*** Data supplied

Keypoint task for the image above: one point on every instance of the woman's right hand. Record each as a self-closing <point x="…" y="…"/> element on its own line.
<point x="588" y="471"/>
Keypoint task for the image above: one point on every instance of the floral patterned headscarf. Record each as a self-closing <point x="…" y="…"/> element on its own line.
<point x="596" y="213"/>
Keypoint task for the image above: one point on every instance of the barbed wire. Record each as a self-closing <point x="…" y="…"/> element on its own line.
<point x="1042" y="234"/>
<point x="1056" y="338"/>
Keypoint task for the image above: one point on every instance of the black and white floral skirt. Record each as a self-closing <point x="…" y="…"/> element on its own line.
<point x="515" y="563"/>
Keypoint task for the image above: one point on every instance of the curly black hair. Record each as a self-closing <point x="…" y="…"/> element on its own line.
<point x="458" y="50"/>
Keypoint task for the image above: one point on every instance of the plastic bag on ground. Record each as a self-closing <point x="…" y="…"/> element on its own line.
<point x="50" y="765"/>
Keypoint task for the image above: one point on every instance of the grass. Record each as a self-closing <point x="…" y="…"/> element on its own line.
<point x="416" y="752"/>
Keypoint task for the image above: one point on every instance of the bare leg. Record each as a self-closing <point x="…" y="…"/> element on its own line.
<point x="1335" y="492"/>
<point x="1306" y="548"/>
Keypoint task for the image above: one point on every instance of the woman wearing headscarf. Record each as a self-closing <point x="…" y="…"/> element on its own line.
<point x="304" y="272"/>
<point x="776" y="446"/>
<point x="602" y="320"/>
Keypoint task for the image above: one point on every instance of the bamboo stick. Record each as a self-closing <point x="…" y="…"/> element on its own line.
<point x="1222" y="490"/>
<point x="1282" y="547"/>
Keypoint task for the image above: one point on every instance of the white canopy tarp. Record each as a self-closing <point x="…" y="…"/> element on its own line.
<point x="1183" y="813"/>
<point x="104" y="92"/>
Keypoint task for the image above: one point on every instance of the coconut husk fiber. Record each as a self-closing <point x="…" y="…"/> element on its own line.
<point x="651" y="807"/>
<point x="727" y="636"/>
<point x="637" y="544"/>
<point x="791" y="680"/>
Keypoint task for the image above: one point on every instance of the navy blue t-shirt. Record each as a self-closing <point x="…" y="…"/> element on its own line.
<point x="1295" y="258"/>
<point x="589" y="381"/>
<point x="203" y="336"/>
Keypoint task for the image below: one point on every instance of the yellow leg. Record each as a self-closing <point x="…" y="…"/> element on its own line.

******

Exercise task:
Repeat every item above word for word, keeping them in their original order.

Task response:
Keypoint task for the image above: one point on every instance of the woman's right hand. Record each as a self-closing <point x="…" y="…"/> element on its own line.
<point x="588" y="471"/>
Keypoint task for the image above: one point on every instance of the floral patterned headscarf. Record each as a self-closing <point x="…" y="…"/> element on its own line.
<point x="596" y="213"/>
Keypoint task for the image above: one point on every instance of the barbed wire. Record each as a self-closing <point x="…" y="…"/> element on its own line.
<point x="1042" y="234"/>
<point x="1056" y="338"/>
Keypoint task for the image above: one point on every instance of the black and white floral skirt. Record each as a self-closing <point x="…" y="…"/> element on its own line.
<point x="515" y="563"/>
Keypoint task for the image above: one point on every instance of the curly black hair. Record each as a self-closing <point x="…" y="…"/> element on its own line.
<point x="458" y="50"/>
Keypoint task for the image above: one point on every instance of the plastic bag on ground. Record each as a self-closing <point x="…" y="…"/> element on its own line.
<point x="50" y="765"/>
Keypoint task for the image above: one point on every instance of the grass. Record each as a self-closing <point x="…" y="…"/> element on its own line.
<point x="416" y="752"/>
Keypoint task for the image above: one point on every instance of the bare leg. Record each as a self-closing <point x="…" y="…"/> element on its own line.
<point x="1335" y="492"/>
<point x="1306" y="548"/>
Keypoint task for the image above: one point on every instance of the woman wearing headscarf. Record each as a self-closing <point x="…" y="…"/> element on its own line.
<point x="304" y="272"/>
<point x="776" y="446"/>
<point x="602" y="320"/>
Keypoint task for the image above: one point on every instance of the bamboo stick. Record each as a self-closing <point x="…" y="…"/> element on its own line.
<point x="1222" y="490"/>
<point x="1282" y="547"/>
Keypoint task for the image above: one point on every instance of the white canopy tarp. Record each as a self-closing <point x="…" y="…"/> element on its own line.
<point x="1183" y="813"/>
<point x="104" y="92"/>
Keypoint task for the image above: one point on every instance of the coconut husk fiber. Record each as a self-closing <point x="…" y="…"/> element on its own line.
<point x="651" y="807"/>
<point x="727" y="636"/>
<point x="637" y="544"/>
<point x="791" y="680"/>
Keypoint task for the image above: one point on every instance of the navy blue t-shirt. Record each as a self-closing <point x="…" y="…"/> element on its own line.
<point x="1295" y="258"/>
<point x="589" y="381"/>
<point x="203" y="336"/>
Keypoint task for the image below: one point on every instance of the yellow leg. Record each as a self-closing <point x="…" y="…"/> element on its own line.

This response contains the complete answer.